• [Stated exercise]
Lay out every line of the items below as a Markdown table with the columns Row and Line. Number the rows and leave out blank lines.

• [Dataset records]

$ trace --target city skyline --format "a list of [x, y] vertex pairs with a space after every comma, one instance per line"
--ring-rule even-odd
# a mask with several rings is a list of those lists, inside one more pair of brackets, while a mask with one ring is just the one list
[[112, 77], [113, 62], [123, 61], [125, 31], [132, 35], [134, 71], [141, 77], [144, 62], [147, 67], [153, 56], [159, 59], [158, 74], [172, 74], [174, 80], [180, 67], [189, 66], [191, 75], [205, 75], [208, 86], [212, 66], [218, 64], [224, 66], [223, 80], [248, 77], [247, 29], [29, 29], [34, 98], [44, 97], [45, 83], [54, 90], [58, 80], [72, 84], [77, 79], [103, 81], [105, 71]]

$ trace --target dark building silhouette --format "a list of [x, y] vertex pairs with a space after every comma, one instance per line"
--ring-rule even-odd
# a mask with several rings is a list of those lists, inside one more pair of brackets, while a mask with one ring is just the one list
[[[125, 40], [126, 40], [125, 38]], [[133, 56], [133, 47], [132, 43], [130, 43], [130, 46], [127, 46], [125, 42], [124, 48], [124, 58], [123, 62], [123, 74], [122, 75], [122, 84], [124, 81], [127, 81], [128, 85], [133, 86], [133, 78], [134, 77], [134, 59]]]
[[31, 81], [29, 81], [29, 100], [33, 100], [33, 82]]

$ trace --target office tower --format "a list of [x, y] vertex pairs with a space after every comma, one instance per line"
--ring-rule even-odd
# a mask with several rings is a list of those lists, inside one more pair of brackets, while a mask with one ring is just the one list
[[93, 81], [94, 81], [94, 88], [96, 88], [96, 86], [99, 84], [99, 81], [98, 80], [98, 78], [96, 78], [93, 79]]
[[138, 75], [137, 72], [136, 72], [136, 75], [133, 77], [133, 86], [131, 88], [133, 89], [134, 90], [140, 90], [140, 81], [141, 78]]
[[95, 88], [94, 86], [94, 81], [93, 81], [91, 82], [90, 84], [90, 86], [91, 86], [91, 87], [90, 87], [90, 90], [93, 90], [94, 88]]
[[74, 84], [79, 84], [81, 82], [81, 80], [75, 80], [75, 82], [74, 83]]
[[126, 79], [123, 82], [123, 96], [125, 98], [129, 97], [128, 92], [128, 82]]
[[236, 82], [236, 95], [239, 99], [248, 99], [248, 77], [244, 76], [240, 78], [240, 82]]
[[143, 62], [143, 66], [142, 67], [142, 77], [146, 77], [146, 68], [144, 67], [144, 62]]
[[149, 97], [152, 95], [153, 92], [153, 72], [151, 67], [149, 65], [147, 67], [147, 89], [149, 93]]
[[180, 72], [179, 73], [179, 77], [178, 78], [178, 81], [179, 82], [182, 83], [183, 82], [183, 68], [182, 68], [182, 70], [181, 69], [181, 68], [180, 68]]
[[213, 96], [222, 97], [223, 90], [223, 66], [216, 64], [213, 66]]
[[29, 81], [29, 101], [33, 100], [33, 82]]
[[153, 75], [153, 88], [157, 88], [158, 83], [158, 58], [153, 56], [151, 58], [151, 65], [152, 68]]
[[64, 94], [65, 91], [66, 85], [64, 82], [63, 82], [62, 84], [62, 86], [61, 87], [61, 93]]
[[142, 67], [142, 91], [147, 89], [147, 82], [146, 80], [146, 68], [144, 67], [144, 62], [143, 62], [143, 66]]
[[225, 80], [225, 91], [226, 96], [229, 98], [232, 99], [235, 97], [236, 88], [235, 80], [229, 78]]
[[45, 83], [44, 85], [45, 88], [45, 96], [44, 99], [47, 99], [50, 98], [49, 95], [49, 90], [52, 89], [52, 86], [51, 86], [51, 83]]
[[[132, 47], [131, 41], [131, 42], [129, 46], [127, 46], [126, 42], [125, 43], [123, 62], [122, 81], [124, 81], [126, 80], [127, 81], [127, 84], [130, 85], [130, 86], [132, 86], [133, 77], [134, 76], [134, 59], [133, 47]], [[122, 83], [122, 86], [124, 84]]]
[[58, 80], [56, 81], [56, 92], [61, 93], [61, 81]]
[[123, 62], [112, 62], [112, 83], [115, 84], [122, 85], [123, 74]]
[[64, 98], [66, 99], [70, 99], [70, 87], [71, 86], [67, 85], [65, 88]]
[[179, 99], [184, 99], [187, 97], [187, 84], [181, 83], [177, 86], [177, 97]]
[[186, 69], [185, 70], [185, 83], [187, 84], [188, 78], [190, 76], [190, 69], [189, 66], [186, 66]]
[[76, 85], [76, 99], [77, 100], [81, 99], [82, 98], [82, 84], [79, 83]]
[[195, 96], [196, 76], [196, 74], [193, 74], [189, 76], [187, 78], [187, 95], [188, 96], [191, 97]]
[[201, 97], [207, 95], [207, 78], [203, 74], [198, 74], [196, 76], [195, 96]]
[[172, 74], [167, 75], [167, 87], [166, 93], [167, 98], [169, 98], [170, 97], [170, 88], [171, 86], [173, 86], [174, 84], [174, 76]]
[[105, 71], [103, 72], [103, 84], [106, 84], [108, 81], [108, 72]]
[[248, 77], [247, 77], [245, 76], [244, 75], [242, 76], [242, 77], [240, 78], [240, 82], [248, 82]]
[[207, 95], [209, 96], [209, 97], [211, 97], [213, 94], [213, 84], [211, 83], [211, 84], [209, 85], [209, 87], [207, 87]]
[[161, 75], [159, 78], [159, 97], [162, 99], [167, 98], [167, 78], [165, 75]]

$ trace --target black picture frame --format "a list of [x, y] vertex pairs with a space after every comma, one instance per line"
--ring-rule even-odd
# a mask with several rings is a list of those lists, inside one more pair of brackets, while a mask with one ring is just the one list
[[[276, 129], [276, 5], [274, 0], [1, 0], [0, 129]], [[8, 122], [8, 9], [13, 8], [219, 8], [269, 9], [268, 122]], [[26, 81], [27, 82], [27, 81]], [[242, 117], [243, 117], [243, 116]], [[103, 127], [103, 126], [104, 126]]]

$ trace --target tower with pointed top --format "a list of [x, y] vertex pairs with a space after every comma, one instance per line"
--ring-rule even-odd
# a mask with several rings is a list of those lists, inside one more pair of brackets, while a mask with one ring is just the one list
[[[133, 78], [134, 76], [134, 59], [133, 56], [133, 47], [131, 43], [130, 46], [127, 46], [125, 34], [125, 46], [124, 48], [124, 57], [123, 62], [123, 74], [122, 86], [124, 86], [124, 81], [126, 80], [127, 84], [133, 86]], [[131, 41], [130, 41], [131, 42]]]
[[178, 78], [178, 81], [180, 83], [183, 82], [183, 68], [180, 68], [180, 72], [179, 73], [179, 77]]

• [Answer]
| Row | Line |
|---|---|
| 1 | $ trace --target city skyline --format "a list of [x, y] vertex pairs with a space after every comma, one instance per line" |
| 2 | --ring-rule even-odd |
| 3 | # a mask with several rings is a list of those lists, inside one more pair of brackets, while a mask with one ring is just the one list |
| 4 | [[112, 77], [113, 62], [123, 61], [125, 31], [132, 35], [134, 71], [141, 77], [144, 62], [147, 67], [153, 56], [159, 59], [158, 74], [172, 74], [174, 80], [180, 67], [189, 66], [191, 75], [205, 75], [208, 86], [212, 66], [218, 64], [224, 66], [223, 80], [248, 77], [247, 29], [29, 29], [34, 98], [44, 97], [45, 83], [54, 90], [58, 80], [72, 84], [77, 79], [103, 81], [105, 71]] |
| 5 | $ trace --target dark building silhouette --format "a list of [x, y] vertex pairs with a space after every comma, one instance per line" |
| 6 | --ring-rule even-odd |
| 7 | # a mask with several rings is a list of those lists, inside one more pair of brackets, while a mask with one ring is just the one list |
| 8 | [[[125, 40], [126, 40], [125, 38]], [[133, 56], [133, 47], [132, 43], [130, 43], [130, 46], [127, 46], [125, 42], [124, 48], [124, 58], [123, 62], [123, 74], [122, 75], [122, 84], [124, 81], [127, 81], [128, 85], [133, 86], [133, 78], [134, 77], [134, 59]]] |
| 9 | [[31, 81], [29, 81], [29, 100], [33, 100], [33, 82]] |
| 10 | $ trace --target office tower --format "a list of [x, y] vertex pairs with a space after every comma, one instance per line" |
| 11 | --ring-rule even-odd |
| 12 | # a mask with several rings is a list of those lists, inside one more pair of brackets, while a mask with one ring is just the one list |
| 13 | [[93, 81], [94, 81], [94, 88], [96, 88], [96, 86], [99, 84], [99, 81], [98, 80], [98, 78], [96, 78], [93, 79]] |
| 14 | [[138, 75], [137, 72], [136, 72], [136, 75], [133, 77], [133, 86], [131, 88], [133, 89], [134, 90], [140, 90], [140, 81], [141, 78]] |
| 15 | [[95, 88], [94, 86], [94, 81], [93, 81], [91, 82], [90, 84], [90, 86], [91, 86], [91, 87], [90, 87], [90, 90], [93, 90], [94, 88]] |
| 16 | [[74, 84], [79, 84], [81, 82], [81, 80], [75, 80], [75, 82], [74, 83]] |
| 17 | [[126, 79], [123, 82], [123, 96], [125, 98], [129, 97], [128, 92], [128, 82]] |
| 18 | [[236, 82], [236, 95], [239, 99], [248, 99], [248, 77], [244, 76], [240, 78], [240, 82]] |
| 19 | [[143, 62], [143, 66], [142, 67], [142, 77], [146, 77], [146, 68], [144, 67], [144, 62]] |
| 20 | [[149, 97], [152, 95], [153, 92], [153, 72], [151, 67], [149, 65], [147, 67], [147, 89], [149, 93]] |
| 21 | [[180, 72], [179, 73], [179, 77], [178, 78], [178, 81], [179, 82], [182, 83], [183, 82], [183, 68], [182, 68], [182, 70], [181, 69], [181, 68], [180, 68]] |
| 22 | [[213, 96], [222, 97], [223, 90], [223, 66], [216, 64], [213, 66]] |
| 23 | [[29, 81], [29, 101], [33, 100], [33, 82]] |
| 24 | [[153, 75], [153, 88], [157, 88], [158, 83], [158, 58], [153, 56], [151, 58], [151, 65], [152, 68]] |
| 25 | [[64, 94], [65, 91], [66, 85], [64, 82], [63, 82], [62, 84], [62, 86], [61, 87], [61, 93]] |
| 26 | [[142, 67], [142, 91], [147, 89], [147, 82], [146, 80], [146, 68], [144, 67], [144, 62], [143, 62], [143, 66]] |
| 27 | [[225, 80], [225, 91], [226, 96], [229, 98], [232, 99], [235, 97], [236, 88], [235, 80], [229, 78]] |
| 28 | [[45, 83], [44, 85], [45, 88], [45, 96], [44, 99], [47, 99], [50, 98], [49, 95], [49, 90], [52, 89], [52, 86], [51, 86], [51, 83]] |
| 29 | [[[132, 47], [131, 41], [131, 42], [129, 46], [127, 46], [126, 42], [125, 43], [123, 62], [122, 81], [124, 81], [126, 80], [127, 81], [127, 84], [130, 85], [130, 86], [132, 86], [133, 77], [134, 76], [134, 59], [133, 47]], [[122, 83], [122, 86], [124, 84]]] |
| 30 | [[58, 80], [56, 81], [56, 92], [61, 93], [61, 81]] |
| 31 | [[123, 62], [112, 62], [112, 83], [115, 84], [122, 85], [123, 74]] |
| 32 | [[64, 98], [66, 99], [70, 99], [70, 87], [71, 86], [67, 85], [65, 88]] |
| 33 | [[179, 99], [184, 99], [187, 97], [187, 84], [181, 83], [177, 86], [177, 97]] |
| 34 | [[186, 69], [185, 70], [185, 83], [187, 84], [188, 78], [190, 76], [190, 69], [189, 66], [186, 66]] |
| 35 | [[76, 85], [76, 99], [77, 100], [81, 99], [82, 98], [82, 84], [79, 83]] |
| 36 | [[195, 96], [196, 76], [196, 74], [193, 74], [189, 76], [187, 78], [187, 95], [188, 96], [191, 97]] |
| 37 | [[201, 97], [207, 95], [207, 78], [203, 74], [198, 74], [196, 76], [195, 96]] |
| 38 | [[172, 74], [167, 75], [167, 87], [166, 93], [167, 98], [169, 98], [170, 97], [170, 88], [171, 86], [173, 86], [174, 84], [174, 76]] |
| 39 | [[105, 71], [103, 72], [103, 84], [106, 84], [108, 81], [108, 72]] |
| 40 | [[248, 77], [247, 77], [245, 76], [244, 75], [242, 76], [242, 77], [240, 78], [240, 82], [248, 82]] |
| 41 | [[207, 95], [209, 96], [209, 97], [211, 97], [213, 94], [213, 84], [211, 83], [211, 84], [209, 85], [209, 87], [207, 87]] |
| 42 | [[161, 75], [159, 78], [159, 97], [162, 99], [167, 98], [167, 78], [165, 75]] |
| 43 | $ trace --target black picture frame --format "a list of [x, y] vertex pairs with a space after every comma, one instance per line" |
| 44 | --ring-rule even-odd |
| 45 | # a mask with several rings is a list of those lists, inside one more pair of brackets, while a mask with one ring is just the one list |
| 46 | [[[276, 129], [276, 5], [274, 0], [1, 0], [0, 129]], [[8, 122], [8, 9], [13, 8], [219, 8], [269, 9], [268, 122]], [[26, 81], [27, 82], [27, 81]], [[242, 117], [243, 117], [243, 116]], [[103, 127], [103, 126], [104, 126]]] |
| 47 | $ trace --target tower with pointed top --format "a list of [x, y] vertex pairs with a space after every comma, one instance per line" |
| 48 | --ring-rule even-odd |
| 49 | # a mask with several rings is a list of those lists, inside one more pair of brackets, while a mask with one ring is just the one list |
| 50 | [[[133, 78], [134, 76], [134, 59], [133, 56], [133, 47], [131, 43], [130, 46], [127, 46], [125, 34], [125, 46], [124, 48], [124, 57], [123, 62], [123, 74], [122, 86], [124, 86], [124, 81], [126, 80], [127, 84], [133, 86]], [[131, 41], [130, 41], [131, 42]]] |
| 51 | [[178, 78], [178, 81], [180, 83], [183, 82], [183, 68], [180, 68], [180, 72], [179, 73], [179, 77]] |